## Page text
□ □ □
Golden signals are key performance indicators that provide valuable insight into the health and performance of a production system. They are used as a basis for monitoring and alerting which can help you quickly identify and respond to issues before they escalate into major incidents. Four golden signals are:
Latency – the amount of time it takes to serve a request.
Traffic – the volume of requests that a system is currently handling.
Error rate – the number of requests that fail or return an unexpected response.
Resource saturation – the percentage of available resources being consumed.
A great resource that I can recommend for diving more into production systems, their reliability, management, and principles is Google’s book on site reliability engineering. If you just want to check details on four golden signals, visit this page.
To help you monitor and gather data on the four golden signals of observability, here are a few tools to check out:
The list above is not complete, and depending on the requirements and infrastructure, some tools may be better suited than others. Also, check the pricing model of these tools and how they fit into your planning and strategy.
Team perspective
How do you measure a group of people, a team? What are the numbers that can give insights into team performance or success?
Usually, you want a cross-functional team from different departments that work on a common goal, including marketing, sales, finance, engineering, and HR. This article will focus on the engineering department and DevOps as a philosophy.
DevOps is a set of practices that aim to enhance software delivery by emphasizing collaboration, automation, and integration, leading to faster, better, and more efficient outcomes. To assess a team’s performance, we need to consider a combination of technical and soft metrics.
How do you start? You start with DORA metrics for technical and surveys for soft metrics.
DORA metrics
DORA (DevOps Research and Assessment) metrics are a set of performance indicators that are used to evaluate the performance of an organization’s DevOps. Using these metrics, you can tell if your DevOps teams are “low performers” or “elite performers.”
There are four main categories of DORA metrics:
Lead time for changes is the time it takes for a change request to go from development to production. It’s an indicator of the speed and efficiency of the software delivery process.
□ □ □
## Material supplied
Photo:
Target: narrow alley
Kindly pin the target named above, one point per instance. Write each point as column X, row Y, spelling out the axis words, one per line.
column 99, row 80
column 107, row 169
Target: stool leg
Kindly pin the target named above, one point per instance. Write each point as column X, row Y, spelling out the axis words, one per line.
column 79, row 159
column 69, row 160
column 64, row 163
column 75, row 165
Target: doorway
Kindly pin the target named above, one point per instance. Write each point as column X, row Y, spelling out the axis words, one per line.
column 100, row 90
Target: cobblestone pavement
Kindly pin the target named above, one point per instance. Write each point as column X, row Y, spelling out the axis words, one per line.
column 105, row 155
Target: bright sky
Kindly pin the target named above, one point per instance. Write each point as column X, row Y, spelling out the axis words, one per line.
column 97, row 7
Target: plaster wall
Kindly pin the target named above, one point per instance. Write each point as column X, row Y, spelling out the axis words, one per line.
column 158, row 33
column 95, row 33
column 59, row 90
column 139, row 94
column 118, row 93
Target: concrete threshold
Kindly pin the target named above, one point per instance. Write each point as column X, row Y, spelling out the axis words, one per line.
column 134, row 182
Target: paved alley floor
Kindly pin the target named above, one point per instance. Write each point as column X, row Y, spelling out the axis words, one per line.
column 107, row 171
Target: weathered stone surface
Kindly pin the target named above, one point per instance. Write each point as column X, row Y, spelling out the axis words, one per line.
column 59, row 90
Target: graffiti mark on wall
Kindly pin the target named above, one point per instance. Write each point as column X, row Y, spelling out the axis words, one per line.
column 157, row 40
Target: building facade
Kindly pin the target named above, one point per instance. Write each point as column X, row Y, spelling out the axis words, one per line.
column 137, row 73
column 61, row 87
□ □ □
## Task 1
List the golden signals named in the article on golden signals and DORA metrics.
## Task 2
Restate the paragraph beginning "DevOps is a set of practices" from the article on golden signals and DORA metrics as a short bulleted list.
## Task 3
Extend the article on golden signals and DORA metrics, picking up after its final sentence.

## Written reply 1
Latency
Traffic
Error rate
Resource saturation

## Written reply 2
- DevOps is a set of practices meant to improve software delivery.
- It emphasizes collaboration, automation, and integration.
- It aims for faster, better, and more efficient outcomes.
- Assessing a team's performance calls for both technical and soft metrics.

## Written reply 3
Deployment frequency measures the frequency of software deployments. It’s an indicator of the speed and frequency of software releases.
Time to restore service (MTTR) measures the time it takes to restore service after an incident. It’s an indicator of the reliability and stability of software releases.
Change failure rate measures the number of failed changes to production relative to the number of total changes. It’s an indicator of the reliability and stability of software releases.
You can find more details here, and run a quick check here.
Client satisfaction
Good communication with your client/stakeholder is the key, and one way of learning more about it is by conducting a survey. Regularly performed surveys will enable you to get insightful feedback and show you where you and your client need to improve. Also, surveying will show that you value their opinions and are committed to making improvements based on feedback.
As an example, you can create a survey using these open questions (use a rating scale from 1-5 and free text):
How satisfied are you with the communication and collaboration between the team and stakeholders?
How satisfied are you with the team’s ability to deliver working software?
How satisfied are you with the level of transparency and visibility into the project’s progress and results?
How satisfied are you with the team’s ability to adapt to changes and handle uncertainty?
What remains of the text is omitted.